DOCUMENT SECTION ->
::::::
Kansas Deer/Vehicle Collisions Peak In November
Nov. 1, 2004 (04-146)
FOR IMMEDIATE RELEASE
News Contact: Stan Whitley, (785) 296-3585
Kansas deer/vehicle collisions peak in November
You know that deer in the headlights look? In Kansas, it’s an all too common occurrence in the month of November.
KDOT statistics show that November has been the month when the highest number of deer/vehicle collisions occur.
Motorists are encouraged to be on particularly high alert November 17 - historically the day deer/vehicle collisions
peak in the state.
“Last year we had 2,000 deer/vehicle collisions in the month of November and 75 of those collisions occurred
on the 17th,” said Deb Miller, KDOT Secretary of Transportation. “These collisions can result in deaths, injuries
and millions of dollars in property damage. Motorists' awareness and defensive driving can play vital roles in helping
us address this serious safety concern."
One of the main reasons there is a greater potential for being in a deer/vehicle accident in November is the deer
mating season. Deer are particularly active during this period in November and December.
::::::
THINGS TO DO ->
(1) Tally how many lines of the rows below contain the string "player", treating uppercase and lowercase as different. Reply with the number only.
(2) Extend the press release on November deer/vehicle collisions in Kansas, picking up right after its final sentence.

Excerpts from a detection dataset
::::::
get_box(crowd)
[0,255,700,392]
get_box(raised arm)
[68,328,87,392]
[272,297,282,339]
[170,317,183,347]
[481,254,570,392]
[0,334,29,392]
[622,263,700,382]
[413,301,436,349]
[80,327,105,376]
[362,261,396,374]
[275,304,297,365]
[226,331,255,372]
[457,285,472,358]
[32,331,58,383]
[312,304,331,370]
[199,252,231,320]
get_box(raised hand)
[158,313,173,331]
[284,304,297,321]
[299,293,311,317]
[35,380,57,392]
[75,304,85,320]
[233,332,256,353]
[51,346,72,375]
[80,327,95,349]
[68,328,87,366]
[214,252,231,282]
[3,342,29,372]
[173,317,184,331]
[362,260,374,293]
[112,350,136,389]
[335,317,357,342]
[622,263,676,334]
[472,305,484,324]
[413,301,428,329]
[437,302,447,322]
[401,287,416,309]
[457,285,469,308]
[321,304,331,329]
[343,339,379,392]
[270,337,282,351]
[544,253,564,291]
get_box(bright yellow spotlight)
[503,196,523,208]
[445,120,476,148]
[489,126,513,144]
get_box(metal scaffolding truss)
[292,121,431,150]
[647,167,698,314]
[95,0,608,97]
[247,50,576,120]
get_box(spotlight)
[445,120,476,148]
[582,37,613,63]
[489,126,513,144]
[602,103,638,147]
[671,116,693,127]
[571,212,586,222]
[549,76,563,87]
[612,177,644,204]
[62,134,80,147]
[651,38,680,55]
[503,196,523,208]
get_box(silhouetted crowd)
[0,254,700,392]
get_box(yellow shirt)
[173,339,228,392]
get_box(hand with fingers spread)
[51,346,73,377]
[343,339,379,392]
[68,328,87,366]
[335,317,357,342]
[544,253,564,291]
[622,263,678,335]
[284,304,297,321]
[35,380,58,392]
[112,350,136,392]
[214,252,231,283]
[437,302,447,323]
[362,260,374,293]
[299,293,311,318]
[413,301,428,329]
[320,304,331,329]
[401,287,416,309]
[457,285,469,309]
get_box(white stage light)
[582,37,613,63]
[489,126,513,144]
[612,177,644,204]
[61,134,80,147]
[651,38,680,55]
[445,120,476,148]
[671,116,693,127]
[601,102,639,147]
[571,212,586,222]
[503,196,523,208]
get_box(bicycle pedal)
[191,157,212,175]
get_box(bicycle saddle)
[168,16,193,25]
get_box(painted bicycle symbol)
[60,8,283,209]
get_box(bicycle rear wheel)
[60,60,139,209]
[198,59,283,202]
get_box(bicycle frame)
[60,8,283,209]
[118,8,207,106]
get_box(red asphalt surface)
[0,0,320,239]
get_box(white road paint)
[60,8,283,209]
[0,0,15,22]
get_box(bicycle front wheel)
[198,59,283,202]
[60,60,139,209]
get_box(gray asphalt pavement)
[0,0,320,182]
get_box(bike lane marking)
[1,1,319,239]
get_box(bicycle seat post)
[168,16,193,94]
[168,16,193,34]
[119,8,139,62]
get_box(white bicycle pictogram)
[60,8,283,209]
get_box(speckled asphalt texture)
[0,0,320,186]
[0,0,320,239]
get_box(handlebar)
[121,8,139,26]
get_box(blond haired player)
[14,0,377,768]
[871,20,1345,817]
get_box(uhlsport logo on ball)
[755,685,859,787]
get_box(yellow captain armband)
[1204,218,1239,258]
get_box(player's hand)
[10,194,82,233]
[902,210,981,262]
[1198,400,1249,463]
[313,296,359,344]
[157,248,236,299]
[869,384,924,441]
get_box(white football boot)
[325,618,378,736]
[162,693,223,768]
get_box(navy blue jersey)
::::::
TASK-BY-TASK ANSWERS ->
(1) 2

(2)
In addition, deer tend to widen their foraging range as they build up their fat reserves for the winter. And,
they often migrate from one foraging range to another during the early winter, exposing themselves to risks, like
highways. A reduction in daylight hours also contributes to increased deer/vehicle collisions.
Last year there were 9,108 deer/vehicle collisions in Kansas that resulted in 332 injuries. Deer/vehicle
collisions peaked in 1999 at 10,312, but the good news is the number of collisions has gone down the past two years.
Deer/vehicle collisions occurred in every Kansas county last year (See
map below). In 37 Kansas counties, 30 percent or more of all their accidents
were deer related. Johnson County had the most accidents with 369, followed
by Sedgwick County with 322 and Leavenworth County with 302.
KDOT encourages motorists to observe the following tips to avoid deer collisions:
- Be especially watchful at dawn and dusk when deer are particularly active
- Deer seldom travel alone. Chances are that if you see one deer crossing a road, there are others nearby
- Reduce your speed and be alert near wooded areas or green spaces like parks or golf courses and near water
sources like streams or ponds
- Don’t swerve to avoid a collision with a deer. The most serious accidents occur when motorists are
taking evasive action.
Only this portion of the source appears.